Text zur Durchsicht:
══════════════════════════════
Allenthalben war die Not noch groß, und das Geld war knapp! Und doch kam der
Tag, an dem der Festbericht verkünden konnte: Die Anstalt, aus der wir im
Dezember 1940 mit unseren Pfleglingen vertrieben wurden, ist uns wieder
übergeben worden!«
    Das war am 8. Juni 1952.
    Zwölf Jahre hatte das Exil
gedauert, jetzt war die Anstalt wieder daheim, ein Spätheimkehrer sozusagen,
und wie ein solcher mit Staunen, Jubel und Dank begrüßt.
     
    Ein neues und fröhliches
Schaffen begann, und wieder wandte sich die besondere Liebe der Schule zu. Seit
den Tagen Landenbergers war ja in Stetten das Bestreben gewesen, die schwachsinnigen
Kinder wenigstens so weit zu fördern, daß sie in der Lage waren, sich selbst zu
versorgen in allen täglichen Hantierungen und sich dabei in eine Gemeinschaft
einzufügen. Darüber hinaus sollten die dazu Fähigen in vier Lernklassen nach
der Methode der Hilfsschule unterrichtet werden. Wer dann keiner
Berufsausbildung zugeführt werden konnte, sollte wenigstens in einer Werkklasse
seine Fingerfertigkeit entwickeln und so zu einer praktischen Betätigung
angeleitet werden. Die Begabteren aber erhielten nach dem Schulunterricht eine
handwerkliche Ausbildung, wofür die verschiedensten Lehrwerkstätten
eingerichtet wurden, und besuchten zugleich die Berufssonderschule, die einen
eigenen Lehrer bekam. So war es möglich, daß nun bald auch die Entlaßschüler
der Hilfsschulen aus dem ganzen Land sich in Stetten als Lehrlinge für einen
besonderen Beruf vorbereiteten. Das Licht von Stetten begann weit ins Land
hinaus zu strahlen.
══════════════════════════════
Bereitgestellte Daten:

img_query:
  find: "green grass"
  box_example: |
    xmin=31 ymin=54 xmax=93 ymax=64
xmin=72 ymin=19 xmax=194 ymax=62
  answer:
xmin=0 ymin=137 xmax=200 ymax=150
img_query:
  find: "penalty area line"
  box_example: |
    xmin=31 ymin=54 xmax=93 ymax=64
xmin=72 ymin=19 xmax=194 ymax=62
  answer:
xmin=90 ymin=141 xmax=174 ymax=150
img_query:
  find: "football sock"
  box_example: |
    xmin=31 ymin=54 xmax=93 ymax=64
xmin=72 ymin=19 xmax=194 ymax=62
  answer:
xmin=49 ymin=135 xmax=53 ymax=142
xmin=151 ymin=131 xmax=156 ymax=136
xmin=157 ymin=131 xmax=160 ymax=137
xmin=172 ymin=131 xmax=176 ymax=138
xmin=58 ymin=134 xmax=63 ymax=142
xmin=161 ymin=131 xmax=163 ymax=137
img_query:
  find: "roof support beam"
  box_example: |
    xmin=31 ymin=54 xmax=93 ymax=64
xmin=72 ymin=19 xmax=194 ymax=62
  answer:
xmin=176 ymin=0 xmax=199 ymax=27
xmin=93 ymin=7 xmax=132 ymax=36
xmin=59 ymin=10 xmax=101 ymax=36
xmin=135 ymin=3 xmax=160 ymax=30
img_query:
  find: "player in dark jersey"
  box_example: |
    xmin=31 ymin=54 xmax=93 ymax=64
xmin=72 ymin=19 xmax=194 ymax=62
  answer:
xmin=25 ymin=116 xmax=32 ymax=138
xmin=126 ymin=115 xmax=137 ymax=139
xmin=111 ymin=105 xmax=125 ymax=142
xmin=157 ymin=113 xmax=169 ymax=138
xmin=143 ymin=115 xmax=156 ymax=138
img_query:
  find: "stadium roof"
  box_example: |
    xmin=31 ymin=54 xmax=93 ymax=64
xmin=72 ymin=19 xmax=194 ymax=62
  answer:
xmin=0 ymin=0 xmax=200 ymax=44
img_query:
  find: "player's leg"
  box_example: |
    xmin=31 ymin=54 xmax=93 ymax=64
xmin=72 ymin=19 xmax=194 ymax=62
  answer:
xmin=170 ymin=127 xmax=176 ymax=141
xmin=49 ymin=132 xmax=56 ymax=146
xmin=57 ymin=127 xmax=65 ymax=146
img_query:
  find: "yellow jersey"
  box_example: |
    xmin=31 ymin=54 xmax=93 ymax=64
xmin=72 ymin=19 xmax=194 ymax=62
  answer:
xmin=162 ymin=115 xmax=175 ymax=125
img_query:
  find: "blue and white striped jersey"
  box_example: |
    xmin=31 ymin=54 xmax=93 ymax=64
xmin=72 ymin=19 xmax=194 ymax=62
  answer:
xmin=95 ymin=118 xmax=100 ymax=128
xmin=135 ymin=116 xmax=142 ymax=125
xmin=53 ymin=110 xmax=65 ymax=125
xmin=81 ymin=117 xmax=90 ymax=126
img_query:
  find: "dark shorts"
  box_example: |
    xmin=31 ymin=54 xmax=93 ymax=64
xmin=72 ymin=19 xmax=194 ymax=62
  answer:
══════════════════════════════
Zu erledigende Aufgaben:
A) An welchem Tag war es laut dem Text über die Anstalt in Stetten so weit, dass die Anstalt wieder übergeben worden war?
B) Prüfen Sie für jede Aussage, ob sie mit dem Text über die Anstalt in Stetten übereinstimmt. (i) Das Exil der Anstalt dauerte zwölf Jahre. (ii) Die dazu Fähigen sollten in drei Lernklassen unterrichtet werden. (iii) Die Berufssonderschule bekam einen eigenen Lehrer.
C) Schreiben Sie bitte aus dem Text über die Anstalt in Stetten die Stelle ab, die bei den Worten „Allenthalben war die“ beginnt, und hören Sie nach den Worten „und Dank begrüßt.“ auf.
Die Liste stammt aus einer anderen Quelle.

Ergebnisse je Aufgabe:
A) Am 8. Juni 1952.

B)
(i) Ja: „Zwölf Jahre hatte das Exil gedauert“
(ii) Nein: „in vier Lernklassen nach der Methode der Hilfsschule unterrichtet werden“
(iii) Ja: „die Berufssonderschule, die einen eigenen Lehrer bekam“

C)
Allenthalben war die Not noch groß, und das Geld war knapp! Und doch kam der
Tag, an dem der Festbericht verkünden konnte: Die Anstalt, aus der wir im
Dezember 1940 mit unseren Pfleglingen vertrieben wurden, ist uns wieder
übergeben worden!«
    Das war am 8. Juni 1952.
    Zwölf Jahre hatte das Exil
gedauert, jetzt war die Anstalt wieder daheim, ein Spätheimkehrer sozusagen,
und wie ein solcher mit Staunen, Jubel und Dank begrüßt.